**Provided material**
....................
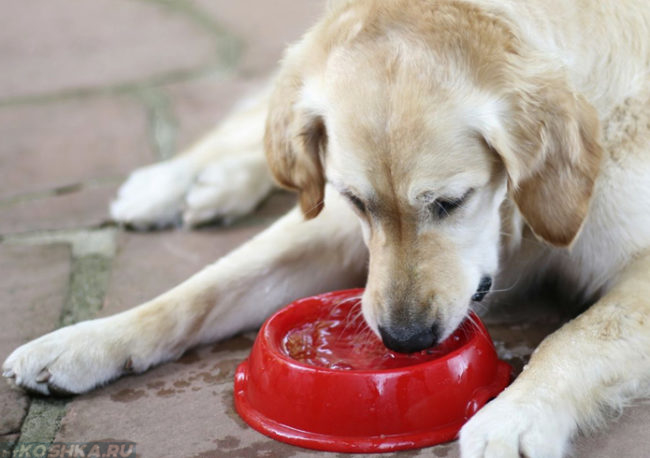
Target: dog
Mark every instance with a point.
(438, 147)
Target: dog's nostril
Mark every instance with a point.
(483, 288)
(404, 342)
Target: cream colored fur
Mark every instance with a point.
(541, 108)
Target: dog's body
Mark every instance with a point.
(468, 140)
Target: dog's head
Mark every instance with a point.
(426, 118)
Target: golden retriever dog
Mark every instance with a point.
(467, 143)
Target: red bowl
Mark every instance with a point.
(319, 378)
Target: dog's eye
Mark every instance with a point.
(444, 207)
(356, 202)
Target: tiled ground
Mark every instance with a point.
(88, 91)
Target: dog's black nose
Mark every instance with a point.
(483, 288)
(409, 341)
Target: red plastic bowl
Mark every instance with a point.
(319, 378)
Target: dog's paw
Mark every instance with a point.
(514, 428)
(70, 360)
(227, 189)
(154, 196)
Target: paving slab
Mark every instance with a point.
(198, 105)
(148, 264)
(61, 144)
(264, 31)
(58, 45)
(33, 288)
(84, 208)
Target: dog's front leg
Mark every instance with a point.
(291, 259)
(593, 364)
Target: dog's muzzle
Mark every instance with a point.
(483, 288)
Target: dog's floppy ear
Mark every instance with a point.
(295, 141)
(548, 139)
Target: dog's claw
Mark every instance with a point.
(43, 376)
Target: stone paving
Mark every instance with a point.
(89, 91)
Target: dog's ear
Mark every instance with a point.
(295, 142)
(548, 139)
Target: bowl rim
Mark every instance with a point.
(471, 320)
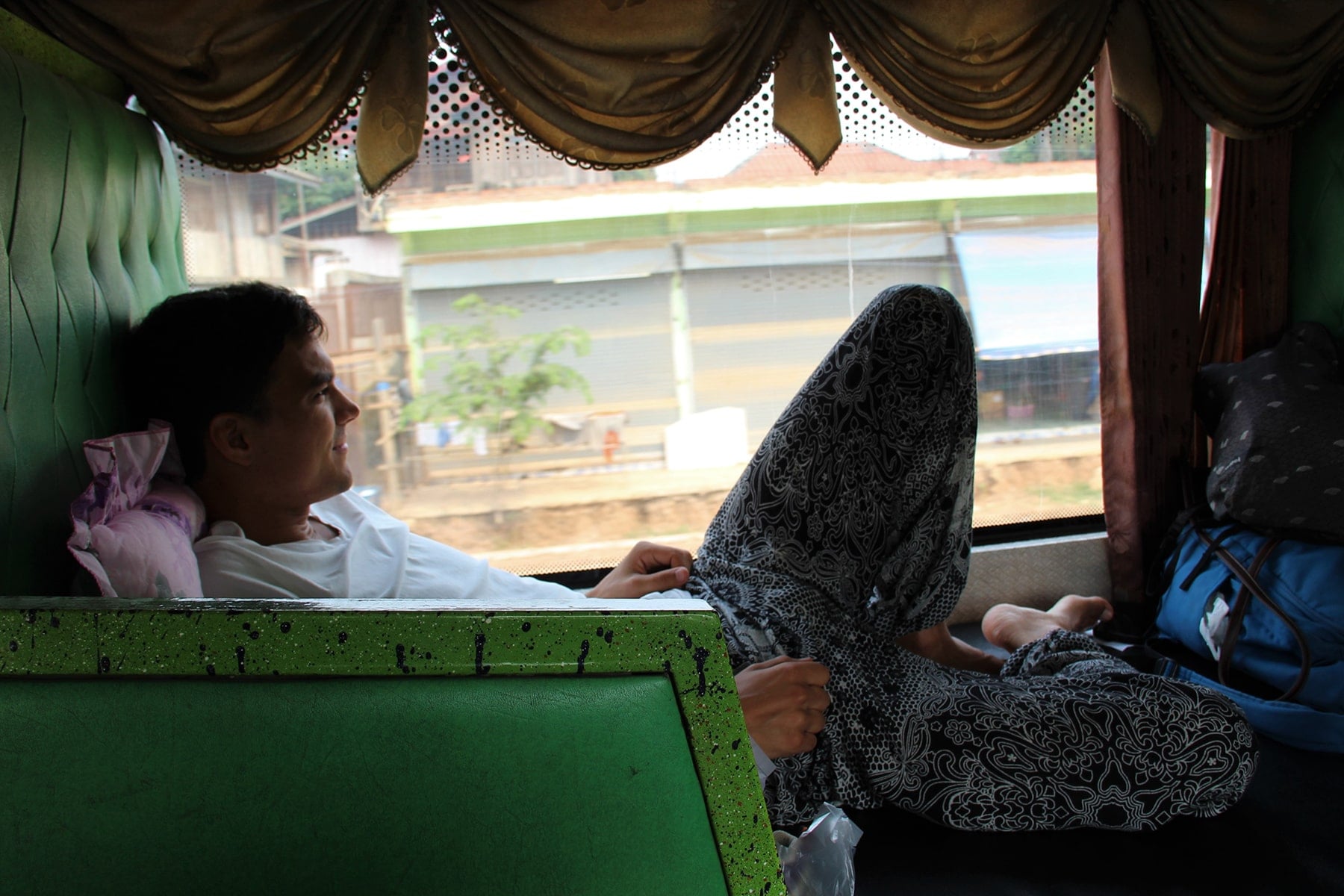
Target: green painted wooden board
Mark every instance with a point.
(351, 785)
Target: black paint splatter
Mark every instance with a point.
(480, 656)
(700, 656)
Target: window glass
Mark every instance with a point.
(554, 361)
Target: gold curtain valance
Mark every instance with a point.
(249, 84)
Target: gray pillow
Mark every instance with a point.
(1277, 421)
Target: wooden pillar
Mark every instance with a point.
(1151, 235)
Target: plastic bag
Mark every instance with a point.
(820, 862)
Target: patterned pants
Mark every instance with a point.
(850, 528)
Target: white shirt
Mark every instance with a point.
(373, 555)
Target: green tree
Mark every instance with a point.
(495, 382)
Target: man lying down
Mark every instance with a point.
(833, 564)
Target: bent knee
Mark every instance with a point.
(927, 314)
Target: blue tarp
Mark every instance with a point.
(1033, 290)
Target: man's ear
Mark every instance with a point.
....................
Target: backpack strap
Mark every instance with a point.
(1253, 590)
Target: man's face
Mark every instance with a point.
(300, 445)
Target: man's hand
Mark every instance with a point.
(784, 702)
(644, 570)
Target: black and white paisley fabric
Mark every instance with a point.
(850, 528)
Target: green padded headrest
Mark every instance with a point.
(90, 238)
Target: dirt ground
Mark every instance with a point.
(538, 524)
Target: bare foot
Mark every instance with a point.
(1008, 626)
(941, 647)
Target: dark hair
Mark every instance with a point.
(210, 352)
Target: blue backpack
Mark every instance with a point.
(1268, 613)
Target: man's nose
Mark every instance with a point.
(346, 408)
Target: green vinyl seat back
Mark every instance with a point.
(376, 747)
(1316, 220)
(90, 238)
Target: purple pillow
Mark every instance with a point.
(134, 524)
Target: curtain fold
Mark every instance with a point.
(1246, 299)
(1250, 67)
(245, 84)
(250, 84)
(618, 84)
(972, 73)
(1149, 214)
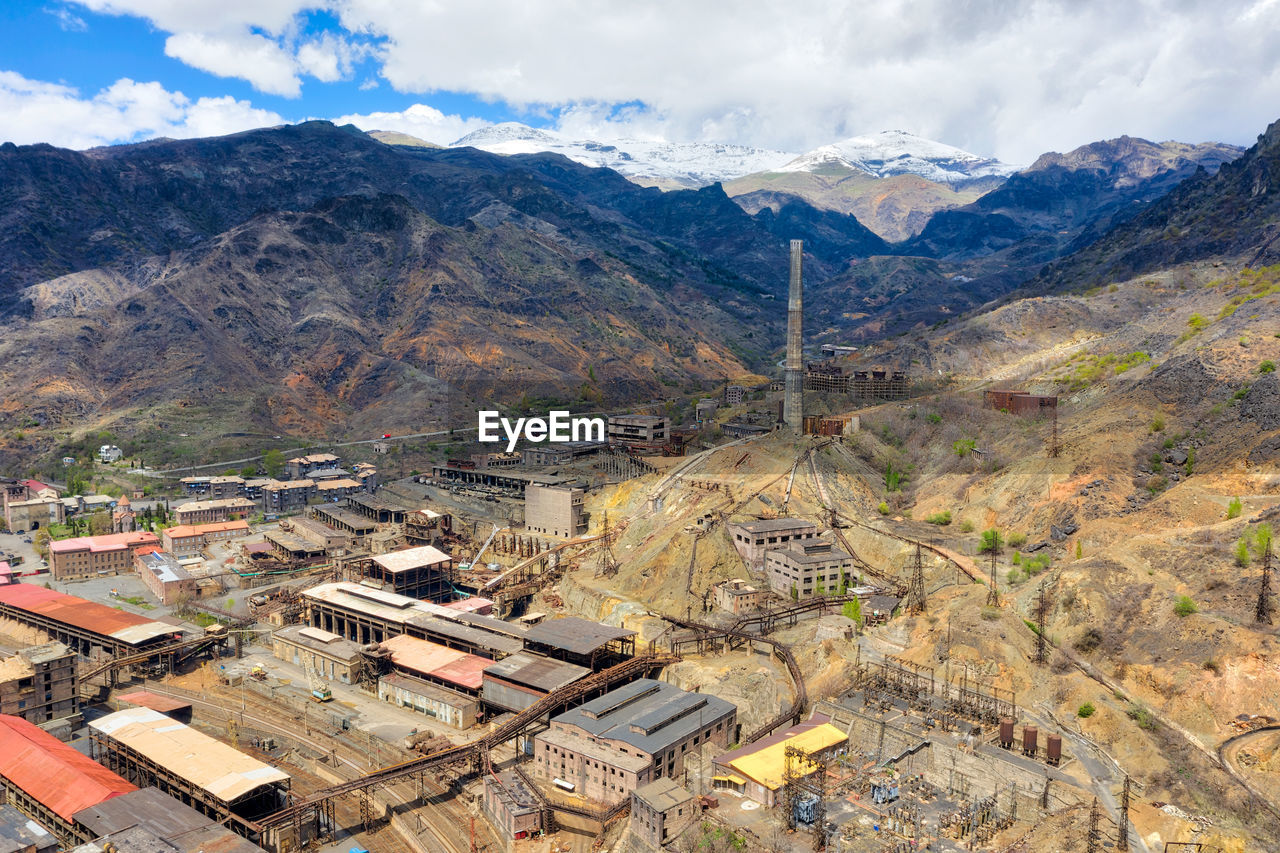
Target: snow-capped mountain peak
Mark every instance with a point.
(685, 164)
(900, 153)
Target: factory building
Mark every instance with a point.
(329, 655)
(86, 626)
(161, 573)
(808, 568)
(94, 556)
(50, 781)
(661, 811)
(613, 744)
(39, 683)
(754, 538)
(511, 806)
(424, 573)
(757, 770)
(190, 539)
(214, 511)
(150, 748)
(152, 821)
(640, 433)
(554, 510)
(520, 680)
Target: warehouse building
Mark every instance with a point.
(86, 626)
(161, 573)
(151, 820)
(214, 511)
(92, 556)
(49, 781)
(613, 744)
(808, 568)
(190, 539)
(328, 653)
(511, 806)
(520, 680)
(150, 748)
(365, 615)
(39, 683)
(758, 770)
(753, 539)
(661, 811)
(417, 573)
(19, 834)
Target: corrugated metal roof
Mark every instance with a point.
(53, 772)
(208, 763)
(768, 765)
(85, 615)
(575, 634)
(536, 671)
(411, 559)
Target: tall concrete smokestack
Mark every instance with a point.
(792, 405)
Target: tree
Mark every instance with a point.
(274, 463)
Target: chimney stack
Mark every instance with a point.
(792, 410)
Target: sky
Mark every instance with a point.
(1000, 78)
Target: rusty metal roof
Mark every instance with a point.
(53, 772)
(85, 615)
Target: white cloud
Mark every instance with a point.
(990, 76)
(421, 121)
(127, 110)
....................
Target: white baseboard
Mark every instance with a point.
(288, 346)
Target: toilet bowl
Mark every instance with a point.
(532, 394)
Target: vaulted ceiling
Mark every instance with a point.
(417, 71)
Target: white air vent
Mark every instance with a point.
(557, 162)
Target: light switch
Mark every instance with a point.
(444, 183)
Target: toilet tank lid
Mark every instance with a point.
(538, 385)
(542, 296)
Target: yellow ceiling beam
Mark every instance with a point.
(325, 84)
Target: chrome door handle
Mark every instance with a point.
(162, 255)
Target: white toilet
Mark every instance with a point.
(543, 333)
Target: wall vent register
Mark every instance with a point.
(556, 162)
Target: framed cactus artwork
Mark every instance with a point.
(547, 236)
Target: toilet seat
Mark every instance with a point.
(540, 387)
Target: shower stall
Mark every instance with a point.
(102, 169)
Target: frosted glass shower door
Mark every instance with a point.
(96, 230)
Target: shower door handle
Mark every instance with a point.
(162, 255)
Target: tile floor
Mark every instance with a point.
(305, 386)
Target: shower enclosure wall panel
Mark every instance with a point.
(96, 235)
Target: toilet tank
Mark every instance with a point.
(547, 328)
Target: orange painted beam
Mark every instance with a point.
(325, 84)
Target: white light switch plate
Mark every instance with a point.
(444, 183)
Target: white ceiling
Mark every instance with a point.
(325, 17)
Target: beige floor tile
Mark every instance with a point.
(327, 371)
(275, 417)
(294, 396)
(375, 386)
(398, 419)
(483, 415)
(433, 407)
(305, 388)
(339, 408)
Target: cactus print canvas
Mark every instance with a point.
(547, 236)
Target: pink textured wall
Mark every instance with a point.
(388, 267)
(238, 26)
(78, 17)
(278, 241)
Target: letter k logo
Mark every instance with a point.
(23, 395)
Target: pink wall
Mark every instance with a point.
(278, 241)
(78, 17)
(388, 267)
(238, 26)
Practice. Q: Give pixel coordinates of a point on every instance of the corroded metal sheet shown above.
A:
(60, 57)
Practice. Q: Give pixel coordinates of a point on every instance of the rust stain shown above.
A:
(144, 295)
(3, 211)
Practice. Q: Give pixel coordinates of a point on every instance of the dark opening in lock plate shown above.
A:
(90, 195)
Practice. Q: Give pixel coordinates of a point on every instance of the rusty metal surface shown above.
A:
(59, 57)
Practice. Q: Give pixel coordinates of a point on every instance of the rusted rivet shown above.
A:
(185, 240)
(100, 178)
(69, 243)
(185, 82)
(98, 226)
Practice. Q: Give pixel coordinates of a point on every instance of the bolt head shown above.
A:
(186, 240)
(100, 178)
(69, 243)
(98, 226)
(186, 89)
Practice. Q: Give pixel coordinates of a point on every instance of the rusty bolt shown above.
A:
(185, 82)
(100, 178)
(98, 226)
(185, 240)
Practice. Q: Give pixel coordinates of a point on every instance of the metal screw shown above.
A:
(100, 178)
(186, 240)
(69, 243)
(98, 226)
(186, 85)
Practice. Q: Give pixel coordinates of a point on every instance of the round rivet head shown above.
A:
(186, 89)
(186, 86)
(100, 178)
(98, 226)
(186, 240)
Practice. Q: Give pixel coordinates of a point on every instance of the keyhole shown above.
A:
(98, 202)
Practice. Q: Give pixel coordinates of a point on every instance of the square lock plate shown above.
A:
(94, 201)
....................
**Direction**
Return each line of the records that contains the word "green". Case matters.

**Response to the task**
Target: green painted wooden board
Target: green tree
Target: green padded headrest
Target: green vinyl seat back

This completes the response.